Start Text block
You can collect it in a baggy in the deep freeze & handle it like cappings wax when you melt your cappings. squeeze it into a ball in your fist & use any where you would use beeswax.
I often place it in the corners of undrawn ( foundationless) frames to encourage the bees to build all the way out. I dunno how well the bees take my suggestions.


----------



## NewbeeInNH (Jul 10, 2012)

If it has honey/nectar on it, I usually place it on top of one of the hives and let them get all the sticky off. Then I have a bag that I save all spare wax in. It might be 3 years before you have enough to melt, but even to make a 1 lb. bar or try your hand at dipping a candle (I haven't tried that yet) is a start. Just either store it in a ziploc or keep it frozen to keep the wax moths out of it.

Beeswax is very valuable and in short supply, according to the commercial candle maker we've had speak to our group.


----------



## Wosiewose (Oct 31, 2015)

Brand new newbee with one hive here too. I'm getting little bits from tops of frames and inner cover. I'm saving them to melt down some time in the near future, to put on the plastic foundation when I add the second box of new frames (which will probably be in a week or so, judging by the girls' progress in the first box) to encourage them to start drawing out the new frames. Hope that helps.

Wosiewose


----------



## Reef Resiner (Jun 9, 2015)

I agree with not removing a lot of the extra comb.... Because usually there isn't a lot to worry about unless there is cross comb or drone comb needing removed.

The frames sometimes get combed on the bottom/top connecting the 2 brood chambers together but that seems inevitable to happen when hives get bigger. I normally leave it so it won't cause them extra work.

But If you want extra wax I would say keep removing it.
End Text block
Reproduce the passage of the beekeeping thread starting at "You can collect" and ending at "moths out of it.". The material after this point stands apart from the beekeeping thread.
Start Data rows
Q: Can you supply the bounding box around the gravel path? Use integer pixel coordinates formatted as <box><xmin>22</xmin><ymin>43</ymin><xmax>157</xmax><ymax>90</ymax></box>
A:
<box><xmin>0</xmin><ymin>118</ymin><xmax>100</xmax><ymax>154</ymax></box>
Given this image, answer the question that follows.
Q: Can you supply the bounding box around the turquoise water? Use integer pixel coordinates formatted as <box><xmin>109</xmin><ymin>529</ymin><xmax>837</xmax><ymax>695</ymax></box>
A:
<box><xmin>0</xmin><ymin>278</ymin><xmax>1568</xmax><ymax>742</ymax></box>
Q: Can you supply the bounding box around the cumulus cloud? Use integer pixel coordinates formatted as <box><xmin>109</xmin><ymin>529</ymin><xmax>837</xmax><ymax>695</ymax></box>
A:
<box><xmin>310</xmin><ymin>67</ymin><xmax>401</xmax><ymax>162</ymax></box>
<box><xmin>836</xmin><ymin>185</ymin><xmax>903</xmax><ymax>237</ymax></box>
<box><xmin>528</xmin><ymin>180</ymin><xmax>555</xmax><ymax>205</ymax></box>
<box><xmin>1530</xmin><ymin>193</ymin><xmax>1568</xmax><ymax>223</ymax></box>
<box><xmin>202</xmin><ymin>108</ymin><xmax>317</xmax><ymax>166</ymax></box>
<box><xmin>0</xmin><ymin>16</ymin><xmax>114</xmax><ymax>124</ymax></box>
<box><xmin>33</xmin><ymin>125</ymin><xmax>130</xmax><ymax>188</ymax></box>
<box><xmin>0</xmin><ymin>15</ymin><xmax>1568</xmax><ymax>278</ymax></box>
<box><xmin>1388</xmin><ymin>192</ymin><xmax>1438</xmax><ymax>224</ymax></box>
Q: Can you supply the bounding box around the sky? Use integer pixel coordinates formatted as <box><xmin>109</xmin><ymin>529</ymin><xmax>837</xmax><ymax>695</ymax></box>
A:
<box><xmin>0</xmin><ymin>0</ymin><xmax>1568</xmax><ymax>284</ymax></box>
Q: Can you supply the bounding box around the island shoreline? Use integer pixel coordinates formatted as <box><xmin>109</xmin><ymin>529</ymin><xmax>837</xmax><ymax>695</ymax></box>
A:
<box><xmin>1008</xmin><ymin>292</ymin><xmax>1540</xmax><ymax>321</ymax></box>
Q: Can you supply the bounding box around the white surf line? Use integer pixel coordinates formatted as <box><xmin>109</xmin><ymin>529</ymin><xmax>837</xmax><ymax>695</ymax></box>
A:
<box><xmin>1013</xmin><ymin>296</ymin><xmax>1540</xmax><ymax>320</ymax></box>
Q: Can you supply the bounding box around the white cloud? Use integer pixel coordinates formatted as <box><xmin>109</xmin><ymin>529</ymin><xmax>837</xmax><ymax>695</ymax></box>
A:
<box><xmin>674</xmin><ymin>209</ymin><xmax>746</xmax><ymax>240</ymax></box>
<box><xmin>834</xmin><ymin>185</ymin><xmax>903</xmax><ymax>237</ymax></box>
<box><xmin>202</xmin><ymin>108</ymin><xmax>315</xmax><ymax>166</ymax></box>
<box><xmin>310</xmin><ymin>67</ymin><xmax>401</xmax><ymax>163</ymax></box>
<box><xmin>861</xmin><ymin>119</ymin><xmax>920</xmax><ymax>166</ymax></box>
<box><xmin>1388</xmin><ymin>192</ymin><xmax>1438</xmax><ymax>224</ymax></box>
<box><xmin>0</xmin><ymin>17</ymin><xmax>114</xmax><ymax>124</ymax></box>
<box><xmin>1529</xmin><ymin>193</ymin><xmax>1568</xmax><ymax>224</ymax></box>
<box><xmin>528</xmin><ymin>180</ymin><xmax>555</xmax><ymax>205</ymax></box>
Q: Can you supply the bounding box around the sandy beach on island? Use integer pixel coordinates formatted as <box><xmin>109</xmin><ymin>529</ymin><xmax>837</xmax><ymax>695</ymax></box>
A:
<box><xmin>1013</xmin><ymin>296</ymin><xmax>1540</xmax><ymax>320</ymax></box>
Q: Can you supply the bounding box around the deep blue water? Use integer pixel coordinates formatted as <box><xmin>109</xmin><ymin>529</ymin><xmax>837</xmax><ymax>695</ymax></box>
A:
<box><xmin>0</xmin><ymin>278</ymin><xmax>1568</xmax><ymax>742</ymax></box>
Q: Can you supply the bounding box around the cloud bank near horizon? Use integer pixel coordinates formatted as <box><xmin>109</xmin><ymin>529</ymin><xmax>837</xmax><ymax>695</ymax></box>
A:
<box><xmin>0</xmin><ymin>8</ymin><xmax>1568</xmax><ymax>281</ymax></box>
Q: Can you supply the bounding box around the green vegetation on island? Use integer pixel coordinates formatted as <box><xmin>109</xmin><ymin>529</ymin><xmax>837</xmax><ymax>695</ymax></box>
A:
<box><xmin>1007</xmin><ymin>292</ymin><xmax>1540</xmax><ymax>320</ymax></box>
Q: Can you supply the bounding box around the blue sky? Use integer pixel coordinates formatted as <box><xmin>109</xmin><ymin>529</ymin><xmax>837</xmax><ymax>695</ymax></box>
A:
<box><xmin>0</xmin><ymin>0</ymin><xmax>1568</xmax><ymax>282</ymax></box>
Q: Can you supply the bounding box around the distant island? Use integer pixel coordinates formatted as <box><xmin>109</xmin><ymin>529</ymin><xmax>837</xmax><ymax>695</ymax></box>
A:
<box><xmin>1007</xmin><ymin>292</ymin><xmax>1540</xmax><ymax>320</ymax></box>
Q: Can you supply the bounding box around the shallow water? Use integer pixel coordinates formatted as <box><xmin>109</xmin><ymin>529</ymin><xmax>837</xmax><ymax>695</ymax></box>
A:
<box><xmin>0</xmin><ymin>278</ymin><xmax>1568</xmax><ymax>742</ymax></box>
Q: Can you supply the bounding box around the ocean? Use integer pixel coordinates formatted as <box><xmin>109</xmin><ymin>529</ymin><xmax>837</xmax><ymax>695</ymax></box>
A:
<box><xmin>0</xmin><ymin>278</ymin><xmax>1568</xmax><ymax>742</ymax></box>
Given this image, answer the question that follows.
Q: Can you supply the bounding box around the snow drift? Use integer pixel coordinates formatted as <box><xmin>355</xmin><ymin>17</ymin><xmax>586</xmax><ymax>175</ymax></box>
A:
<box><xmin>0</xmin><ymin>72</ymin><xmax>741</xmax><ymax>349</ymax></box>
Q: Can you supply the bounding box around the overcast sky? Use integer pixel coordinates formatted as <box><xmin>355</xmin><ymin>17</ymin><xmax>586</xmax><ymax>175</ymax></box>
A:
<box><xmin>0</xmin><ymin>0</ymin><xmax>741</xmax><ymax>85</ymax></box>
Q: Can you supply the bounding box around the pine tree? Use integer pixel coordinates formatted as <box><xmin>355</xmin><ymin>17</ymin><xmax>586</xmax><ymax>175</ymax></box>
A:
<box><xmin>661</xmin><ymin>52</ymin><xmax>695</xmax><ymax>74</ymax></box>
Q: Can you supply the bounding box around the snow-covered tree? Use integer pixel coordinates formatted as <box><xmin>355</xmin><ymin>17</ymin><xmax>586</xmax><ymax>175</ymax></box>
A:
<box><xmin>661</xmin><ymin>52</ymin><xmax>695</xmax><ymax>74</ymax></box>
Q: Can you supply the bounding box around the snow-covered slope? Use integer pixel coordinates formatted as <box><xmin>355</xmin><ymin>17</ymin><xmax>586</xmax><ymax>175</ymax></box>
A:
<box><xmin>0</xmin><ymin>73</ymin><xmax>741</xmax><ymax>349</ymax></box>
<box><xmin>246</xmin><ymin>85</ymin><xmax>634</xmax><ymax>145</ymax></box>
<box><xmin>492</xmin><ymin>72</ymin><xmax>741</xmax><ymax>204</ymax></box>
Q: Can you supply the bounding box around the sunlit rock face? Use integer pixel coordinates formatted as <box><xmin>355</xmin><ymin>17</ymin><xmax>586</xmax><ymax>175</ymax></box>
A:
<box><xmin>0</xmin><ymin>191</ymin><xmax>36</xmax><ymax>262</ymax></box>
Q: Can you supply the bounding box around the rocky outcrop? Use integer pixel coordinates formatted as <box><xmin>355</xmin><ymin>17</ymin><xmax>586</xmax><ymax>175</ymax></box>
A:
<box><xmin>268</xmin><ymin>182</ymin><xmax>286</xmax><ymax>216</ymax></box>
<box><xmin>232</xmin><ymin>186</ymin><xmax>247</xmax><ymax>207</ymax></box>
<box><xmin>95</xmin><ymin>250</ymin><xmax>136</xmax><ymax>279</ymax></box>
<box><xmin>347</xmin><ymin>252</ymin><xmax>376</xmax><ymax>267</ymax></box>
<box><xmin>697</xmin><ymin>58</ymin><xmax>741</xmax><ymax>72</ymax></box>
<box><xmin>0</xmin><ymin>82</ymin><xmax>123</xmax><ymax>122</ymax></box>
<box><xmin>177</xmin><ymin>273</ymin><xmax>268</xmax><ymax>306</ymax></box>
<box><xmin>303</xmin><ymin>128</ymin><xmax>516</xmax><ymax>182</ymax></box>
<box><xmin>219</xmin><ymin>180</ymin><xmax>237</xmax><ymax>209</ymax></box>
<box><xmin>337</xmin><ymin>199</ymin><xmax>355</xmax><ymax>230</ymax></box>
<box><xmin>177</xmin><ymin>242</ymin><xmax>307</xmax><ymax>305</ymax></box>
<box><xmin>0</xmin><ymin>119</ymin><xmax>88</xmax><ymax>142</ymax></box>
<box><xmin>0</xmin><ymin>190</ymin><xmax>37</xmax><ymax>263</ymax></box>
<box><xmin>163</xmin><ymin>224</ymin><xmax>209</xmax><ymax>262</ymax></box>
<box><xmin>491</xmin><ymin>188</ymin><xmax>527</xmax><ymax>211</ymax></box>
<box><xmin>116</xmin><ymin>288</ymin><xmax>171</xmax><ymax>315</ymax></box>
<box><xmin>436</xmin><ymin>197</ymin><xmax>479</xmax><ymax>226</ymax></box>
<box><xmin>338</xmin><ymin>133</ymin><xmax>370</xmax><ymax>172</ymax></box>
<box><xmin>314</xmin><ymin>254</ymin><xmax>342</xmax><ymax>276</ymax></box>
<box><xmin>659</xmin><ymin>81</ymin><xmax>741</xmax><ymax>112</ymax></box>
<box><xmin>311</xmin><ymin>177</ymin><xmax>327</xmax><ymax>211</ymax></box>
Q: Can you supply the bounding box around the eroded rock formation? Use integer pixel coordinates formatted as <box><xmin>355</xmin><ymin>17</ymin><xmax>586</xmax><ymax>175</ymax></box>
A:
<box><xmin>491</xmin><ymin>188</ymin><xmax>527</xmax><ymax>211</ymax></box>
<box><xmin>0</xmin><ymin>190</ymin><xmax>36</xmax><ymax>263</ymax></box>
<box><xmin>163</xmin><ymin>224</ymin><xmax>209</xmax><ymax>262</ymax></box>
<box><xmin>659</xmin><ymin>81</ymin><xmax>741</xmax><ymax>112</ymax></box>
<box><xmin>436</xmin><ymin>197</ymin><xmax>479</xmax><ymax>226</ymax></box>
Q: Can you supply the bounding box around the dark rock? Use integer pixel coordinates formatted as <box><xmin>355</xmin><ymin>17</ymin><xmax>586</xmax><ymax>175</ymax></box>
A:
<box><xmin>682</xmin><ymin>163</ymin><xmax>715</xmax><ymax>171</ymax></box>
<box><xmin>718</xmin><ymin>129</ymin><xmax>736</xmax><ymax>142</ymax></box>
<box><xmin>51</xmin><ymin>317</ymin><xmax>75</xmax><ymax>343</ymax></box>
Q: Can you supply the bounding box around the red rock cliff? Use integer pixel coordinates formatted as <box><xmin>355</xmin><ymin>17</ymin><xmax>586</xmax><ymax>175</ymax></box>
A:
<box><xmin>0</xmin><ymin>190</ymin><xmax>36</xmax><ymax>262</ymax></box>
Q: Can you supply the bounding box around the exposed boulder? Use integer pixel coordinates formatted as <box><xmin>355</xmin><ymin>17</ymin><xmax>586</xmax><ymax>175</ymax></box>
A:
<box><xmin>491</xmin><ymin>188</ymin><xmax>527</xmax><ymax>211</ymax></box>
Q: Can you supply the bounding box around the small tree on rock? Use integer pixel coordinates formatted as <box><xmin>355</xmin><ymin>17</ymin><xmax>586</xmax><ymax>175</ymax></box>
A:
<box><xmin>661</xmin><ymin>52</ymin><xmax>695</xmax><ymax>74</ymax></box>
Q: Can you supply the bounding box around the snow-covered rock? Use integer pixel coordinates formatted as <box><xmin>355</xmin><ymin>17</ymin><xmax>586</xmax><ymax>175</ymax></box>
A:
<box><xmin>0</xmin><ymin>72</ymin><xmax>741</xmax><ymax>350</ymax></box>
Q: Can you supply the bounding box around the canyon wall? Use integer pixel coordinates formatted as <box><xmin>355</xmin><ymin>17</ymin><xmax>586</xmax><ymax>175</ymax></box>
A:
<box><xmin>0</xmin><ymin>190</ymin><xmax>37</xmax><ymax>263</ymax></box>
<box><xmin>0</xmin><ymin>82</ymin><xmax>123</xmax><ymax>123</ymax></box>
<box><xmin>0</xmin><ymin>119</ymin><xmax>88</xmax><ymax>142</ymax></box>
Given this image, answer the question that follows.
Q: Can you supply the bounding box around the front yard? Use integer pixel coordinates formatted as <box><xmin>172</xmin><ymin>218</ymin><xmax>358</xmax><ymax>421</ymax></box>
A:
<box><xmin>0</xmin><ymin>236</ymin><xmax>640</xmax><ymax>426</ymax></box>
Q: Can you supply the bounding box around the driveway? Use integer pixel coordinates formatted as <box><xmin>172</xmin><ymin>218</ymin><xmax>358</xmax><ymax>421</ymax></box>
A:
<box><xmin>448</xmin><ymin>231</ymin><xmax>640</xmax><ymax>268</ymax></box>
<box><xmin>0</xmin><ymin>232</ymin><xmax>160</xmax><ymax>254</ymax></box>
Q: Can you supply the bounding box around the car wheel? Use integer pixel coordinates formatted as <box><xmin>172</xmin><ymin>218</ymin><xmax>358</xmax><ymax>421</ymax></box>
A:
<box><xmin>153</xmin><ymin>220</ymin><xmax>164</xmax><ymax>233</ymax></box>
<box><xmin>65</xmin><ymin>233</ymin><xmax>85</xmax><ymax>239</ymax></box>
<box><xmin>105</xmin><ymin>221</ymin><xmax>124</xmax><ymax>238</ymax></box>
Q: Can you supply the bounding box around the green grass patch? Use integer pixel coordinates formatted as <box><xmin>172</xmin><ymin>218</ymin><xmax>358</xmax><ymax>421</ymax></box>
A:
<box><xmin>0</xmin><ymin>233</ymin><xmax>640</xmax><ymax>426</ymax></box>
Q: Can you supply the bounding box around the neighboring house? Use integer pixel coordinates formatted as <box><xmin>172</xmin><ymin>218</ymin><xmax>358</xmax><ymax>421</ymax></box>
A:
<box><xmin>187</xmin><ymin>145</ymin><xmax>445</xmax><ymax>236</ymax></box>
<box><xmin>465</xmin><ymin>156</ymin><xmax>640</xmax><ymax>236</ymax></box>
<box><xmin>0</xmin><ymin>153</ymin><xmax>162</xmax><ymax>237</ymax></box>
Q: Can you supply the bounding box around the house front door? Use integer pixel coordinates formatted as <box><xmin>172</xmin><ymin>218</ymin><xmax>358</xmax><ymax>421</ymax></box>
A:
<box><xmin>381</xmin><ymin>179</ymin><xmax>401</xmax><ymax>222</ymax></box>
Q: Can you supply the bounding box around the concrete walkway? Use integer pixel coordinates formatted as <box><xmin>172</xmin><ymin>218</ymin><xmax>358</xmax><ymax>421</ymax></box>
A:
End Data rows
_Written solution_.
You can collect it in a baggy in the deep freeze & handle it like cappings wax when you melt your cappings. squeeze it into a ball in your fist & use any where you would use beeswax.
I often place it in the corners of undrawn ( foundationless) frames to encourage the bees to build all the way out. I dunno how well the bees take my suggestions.


----------



## NewbeeInNH (Jul 10, 2012)

If it has honey/nectar on it, I usually place it on top of one of the hives and let them get all the sticky off. Then I have a bag that I save all spare wax in. It might be 3 years before you have enough to melt, but even to make a 1 lb. bar or try your hand at dipping a candle (I haven't tried that yet) is a start. Just either store it in a ziploc or keep it frozen to keep the wax moths out of it.